**Task description**
Write out the full listing again, exactly as it stands.

= = = = =

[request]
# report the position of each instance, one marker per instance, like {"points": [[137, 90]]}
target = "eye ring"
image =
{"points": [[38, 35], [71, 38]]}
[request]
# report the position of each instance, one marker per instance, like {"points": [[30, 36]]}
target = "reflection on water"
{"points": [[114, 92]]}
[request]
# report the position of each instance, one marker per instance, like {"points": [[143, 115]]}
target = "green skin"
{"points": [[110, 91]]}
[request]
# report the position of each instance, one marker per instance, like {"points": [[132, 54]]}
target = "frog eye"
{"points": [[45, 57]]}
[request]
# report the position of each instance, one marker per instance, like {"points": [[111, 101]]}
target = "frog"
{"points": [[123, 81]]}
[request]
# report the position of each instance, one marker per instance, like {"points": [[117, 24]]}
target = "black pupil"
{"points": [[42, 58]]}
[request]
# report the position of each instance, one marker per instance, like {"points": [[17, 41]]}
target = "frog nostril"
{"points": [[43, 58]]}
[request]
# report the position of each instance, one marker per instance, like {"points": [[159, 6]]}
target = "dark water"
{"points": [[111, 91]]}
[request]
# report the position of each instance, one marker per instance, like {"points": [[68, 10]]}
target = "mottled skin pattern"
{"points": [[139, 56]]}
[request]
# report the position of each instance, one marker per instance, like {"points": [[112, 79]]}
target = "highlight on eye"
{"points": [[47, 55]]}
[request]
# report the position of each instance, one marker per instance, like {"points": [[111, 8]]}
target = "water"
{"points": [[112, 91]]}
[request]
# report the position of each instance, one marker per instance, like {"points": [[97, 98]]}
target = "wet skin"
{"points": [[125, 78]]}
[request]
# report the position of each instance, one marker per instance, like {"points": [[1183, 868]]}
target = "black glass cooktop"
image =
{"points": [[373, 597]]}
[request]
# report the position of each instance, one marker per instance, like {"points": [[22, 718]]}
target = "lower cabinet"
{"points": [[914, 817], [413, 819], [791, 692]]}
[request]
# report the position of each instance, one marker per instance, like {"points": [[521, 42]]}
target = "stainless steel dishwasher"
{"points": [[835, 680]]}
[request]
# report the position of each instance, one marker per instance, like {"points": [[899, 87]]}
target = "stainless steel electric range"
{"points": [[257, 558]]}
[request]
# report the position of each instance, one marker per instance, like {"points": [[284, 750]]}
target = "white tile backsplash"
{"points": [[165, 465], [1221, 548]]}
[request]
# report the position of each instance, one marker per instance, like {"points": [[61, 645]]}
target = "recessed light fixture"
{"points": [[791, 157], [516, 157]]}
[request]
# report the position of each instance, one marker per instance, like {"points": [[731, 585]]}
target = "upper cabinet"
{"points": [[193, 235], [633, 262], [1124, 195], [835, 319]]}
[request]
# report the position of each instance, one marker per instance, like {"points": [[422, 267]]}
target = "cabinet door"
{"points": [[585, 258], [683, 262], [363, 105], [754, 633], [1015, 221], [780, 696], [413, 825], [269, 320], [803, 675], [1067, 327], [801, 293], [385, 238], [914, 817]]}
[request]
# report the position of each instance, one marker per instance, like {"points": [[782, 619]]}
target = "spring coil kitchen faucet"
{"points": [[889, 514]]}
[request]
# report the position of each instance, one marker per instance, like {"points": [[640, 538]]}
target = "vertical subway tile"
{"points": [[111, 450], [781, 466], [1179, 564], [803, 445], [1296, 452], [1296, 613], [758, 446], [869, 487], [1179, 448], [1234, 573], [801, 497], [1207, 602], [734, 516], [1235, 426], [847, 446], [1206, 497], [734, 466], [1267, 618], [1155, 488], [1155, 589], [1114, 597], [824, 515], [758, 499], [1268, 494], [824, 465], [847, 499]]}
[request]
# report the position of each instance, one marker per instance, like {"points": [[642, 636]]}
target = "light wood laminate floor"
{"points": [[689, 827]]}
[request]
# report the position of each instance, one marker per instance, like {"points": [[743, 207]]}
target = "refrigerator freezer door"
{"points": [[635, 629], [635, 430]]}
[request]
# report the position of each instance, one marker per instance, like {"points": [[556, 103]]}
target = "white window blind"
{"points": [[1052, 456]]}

= = = = =

**Written response**
[request]
# report the position of each instance, one marker per instance, like {"points": [[137, 90]]}
target = "eye ring"
image =
{"points": [[38, 35], [71, 38]]}
[request]
# report the position of each instance, one marker per instance, like {"points": [[30, 36]]}
target = "reflection on water"
{"points": [[114, 92]]}
[request]
# report the position of each instance, one marker per instance, like {"points": [[143, 115]]}
target = "green skin"
{"points": [[110, 91]]}
[request]
# report the position of each instance, one marker per instance, like {"points": [[132, 54]]}
target = "frog eye"
{"points": [[45, 57]]}
[request]
# report the position of each instance, one marker per instance, like {"points": [[111, 101]]}
target = "frog"
{"points": [[123, 81]]}
[request]
# report the position of each instance, one marker per instance, like {"points": [[117, 24]]}
target = "black pupil"
{"points": [[42, 58]]}
[request]
# report the position of each instance, one marker per instance, like {"points": [[17, 41]]}
target = "frog nostril"
{"points": [[43, 58]]}
[request]
# report the position of each instance, one marker per instance, like {"points": [[159, 6]]}
target = "dark water"
{"points": [[111, 91]]}
[request]
# report the position of each instance, one marker per instance, like {"points": [[68, 10]]}
target = "mottled skin pattern"
{"points": [[139, 56]]}
[request]
# report the position of each instance, one marker per instance, like {"points": [[112, 79]]}
target = "highlight on eye"
{"points": [[47, 55]]}
[request]
# report the position of each instance, one marker per instance, like {"points": [[111, 8]]}
target = "water"
{"points": [[112, 91]]}
[request]
# report the position of each instance, one marker per instance, like {"points": [[97, 98]]}
target = "wet skin"
{"points": [[125, 78]]}
[request]
# report the position of each instance, one marker per instance, like {"points": [[1183, 868]]}
target = "black glass cooktop"
image =
{"points": [[373, 597]]}
[request]
# report the position of each instance, one marker per instance, like {"points": [[22, 718]]}
target = "lower cabinet"
{"points": [[914, 817], [413, 819], [791, 692]]}
[request]
# report the position of each instance, one marker per instance, like {"points": [[521, 42]]}
target = "stainless steel dishwasher"
{"points": [[835, 680]]}
[request]
# report the position of each instance, one marker per instance, like {"points": [[899, 87]]}
target = "stainless steel electric range"
{"points": [[257, 558]]}
[request]
# report the position of each instance, one marker per instance, like {"points": [[284, 750]]}
target = "white tile backsplash"
{"points": [[165, 465], [1221, 548]]}
[request]
# report the position of each instance, one marker per instance, like {"points": [[61, 645]]}
target = "recessed light fixture"
{"points": [[791, 157], [516, 157]]}
[request]
# report the position of each instance, one marker per instance, like {"points": [[731, 585]]}
target = "upper cabinet"
{"points": [[193, 235], [633, 262], [1124, 195], [835, 319]]}
[request]
# report the position of each instance, one marker per instance, like {"points": [[422, 267]]}
target = "cabinet door"
{"points": [[585, 258], [683, 262], [363, 105], [754, 633], [1015, 221], [780, 696], [413, 825], [269, 320], [803, 675], [1067, 327], [801, 293], [385, 238], [914, 817]]}
[request]
# report the position of each instance, one marker per instance, like {"points": [[782, 619]]}
target = "spring coil kitchen faucet"
{"points": [[889, 514]]}
[request]
# report the position of each instance, one marker per instance, like {"points": [[640, 538]]}
target = "vertical subway tile"
{"points": [[111, 450], [781, 466], [1179, 564], [803, 445], [1296, 452], [1296, 613], [758, 446], [869, 487], [1179, 448], [1234, 573], [801, 497], [1207, 602], [734, 516], [1235, 426], [847, 446], [1206, 497], [734, 466], [1267, 618], [1155, 488], [1155, 589], [1114, 597], [824, 515], [758, 499], [1268, 494], [824, 465], [847, 499]]}
[request]
# report the position of each instance, one marker per instance, like {"points": [[642, 636]]}
target = "light wood laminate floor"
{"points": [[689, 827]]}
[request]
# report the position of each instance, one marker per instance, like {"points": [[743, 207]]}
target = "refrigerator freezer door"
{"points": [[635, 629], [635, 430]]}
[request]
# report the position of each instance, one marker per instance, like {"points": [[556, 103]]}
target = "white window blind"
{"points": [[1052, 456]]}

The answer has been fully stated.